FRAGMENTO DEL TEXTO
Viernes, 21 de julio de 2023. Según el último Informe de Desarrollo Democrático del prestigioso semanario The Economist, 21 de los 165 países miembros de Naciones Unidas pueden considerarse democracias plenas. Se trata tan solo del 12,6% de las naciones del mundo, que a su vez registran solamente al 6,4% de la población mundial. España está incluida en este pequeño grupo de democracias de calidad.
Es decir, los españoles formamos parte del selecto club de los seres humanos que disfrutan de los derechos y las libertades propias de una democracia en pleno desarrollo.
Votar es un privilegio.
Pero la democracia no ha devenido en España por causalidad, ni por generación espontánea, ni ha sido otorgada graciosamente por una divinidad benefactora.
El tiempo de la democracia en España es un tiempo excepcional, porque la mayor parte de la historia contemporánea de nuestro país ha transcurrido bajo regímenes dictatoriales, en carencia absoluta de los derechos civiles y políticos propios de una democracia, el voto libre incluido.
Tanto solo entre 1931 y 1936, durante el siglo pasado, y durante el tiempo de vigencia de la Constitución de 1978, los españoles hemos podido ejercer el derecho al voto libre. Millones de españoles han pagado con esfuerzo, con discriminación, con persecución, con cárcel, con exilio, con torturas, con la propia vida, esta facultad que hoy está al alcance de todos los españoles.
Votar es un deber moral.
Todos los ciudadanos y ciudadanas de España formamos parte de una comunidad política, y puesto que vivimos en democracia, tal comunidad ha de organizar el espacio público compartido conforme a los valores, los intereses y la voluntad de las mayorías.
Y la voluntad de las mayorías se conforma en las instituciones democráticas, a partir del voto que se ejerce en las jornadas electorales convocadas al efecto.
Vivir en sociedad, disfrutar de las ventajas de formar parte de una comunidad política democrática, de un Estado de Derecho y un Estado de Bienestar, conlleva la obligación de participar de las votaciones.

REGISTROS MOSTRADOS
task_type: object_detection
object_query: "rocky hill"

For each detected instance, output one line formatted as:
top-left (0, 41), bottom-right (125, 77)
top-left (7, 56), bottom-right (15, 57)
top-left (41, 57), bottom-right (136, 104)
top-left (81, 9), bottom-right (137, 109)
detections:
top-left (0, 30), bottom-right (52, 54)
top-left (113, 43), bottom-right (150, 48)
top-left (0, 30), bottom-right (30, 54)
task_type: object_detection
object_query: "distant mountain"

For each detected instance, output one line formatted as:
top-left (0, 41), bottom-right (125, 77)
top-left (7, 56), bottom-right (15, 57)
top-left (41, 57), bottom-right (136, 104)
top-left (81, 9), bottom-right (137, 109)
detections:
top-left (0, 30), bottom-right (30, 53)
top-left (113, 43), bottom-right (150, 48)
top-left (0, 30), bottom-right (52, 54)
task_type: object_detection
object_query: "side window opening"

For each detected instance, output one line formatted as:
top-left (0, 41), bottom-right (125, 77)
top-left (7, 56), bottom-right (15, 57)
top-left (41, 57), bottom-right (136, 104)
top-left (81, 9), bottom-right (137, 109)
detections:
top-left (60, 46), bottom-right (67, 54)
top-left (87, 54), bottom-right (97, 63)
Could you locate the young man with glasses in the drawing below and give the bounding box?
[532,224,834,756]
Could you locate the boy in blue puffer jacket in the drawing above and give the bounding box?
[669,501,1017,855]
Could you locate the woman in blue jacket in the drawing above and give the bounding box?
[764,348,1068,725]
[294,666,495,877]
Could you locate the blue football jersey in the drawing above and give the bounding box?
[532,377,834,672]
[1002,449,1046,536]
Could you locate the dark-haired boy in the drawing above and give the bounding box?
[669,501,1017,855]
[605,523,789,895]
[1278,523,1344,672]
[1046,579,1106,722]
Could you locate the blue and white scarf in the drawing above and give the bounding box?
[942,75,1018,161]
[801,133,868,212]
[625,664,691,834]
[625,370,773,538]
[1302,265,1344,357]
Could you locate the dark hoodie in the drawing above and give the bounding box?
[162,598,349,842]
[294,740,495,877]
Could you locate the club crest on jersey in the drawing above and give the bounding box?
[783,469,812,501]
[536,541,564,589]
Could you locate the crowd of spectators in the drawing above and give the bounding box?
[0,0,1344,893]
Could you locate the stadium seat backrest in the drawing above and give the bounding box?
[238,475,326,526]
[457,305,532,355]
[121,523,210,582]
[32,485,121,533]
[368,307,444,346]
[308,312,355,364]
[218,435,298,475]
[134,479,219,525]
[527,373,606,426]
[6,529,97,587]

TAREAS REQUERIDAS
**a)** ¿Puedes repetir el pasaje del texto sobre el voto que va entre "Tanto solo entre" y "convocadas al efecto.", ambos incluidos?
**b)** ¿Puedes sustituir "drawing" por "illustration" en los registros, desde la línea que contiene "Could you locate the stadium" hasta el final de los registros, ambos extremos incluidos, dejando todo lo demás sin cambios?

RESPUESTAS DEL EJERCICIO
**a)**
Tanto solo entre 1931 y 1936, durante el siglo pasado, y durante el tiempo de vigencia de la Constitución de 1978, los españoles hemos podido ejercer el derecho al voto libre. Millones de españoles han pagado con esfuerzo, con discriminación, con persecución, con cárcel, con exilio, con torturas, con la propia vida, esta facultad que hoy está al alcance de todos los españoles.
Votar es un deber moral.
Todos los ciudadanos y ciudadanas de España formamos parte de una comunidad política, y puesto que vivimos en democracia, tal comunidad ha de organizar el espacio público compartido conforme a los valores, los intereses y la voluntad de las mayorías.
Y la voluntad de las mayorías se conforma en las instituciones democráticas, a partir del voto que se ejerce en las jornadas electorales convocadas al efecto.

**b)**
Could you locate the stadium seat backrest in the illustration above and give the bounding box?
[238,475,326,526]
[457,305,532,355]
[121,523,210,582]
[32,485,121,533]
[368,307,444,346]
[308,312,355,364]
[218,435,298,475]
[134,479,219,525]
[527,373,606,426]
[6,529,97,587]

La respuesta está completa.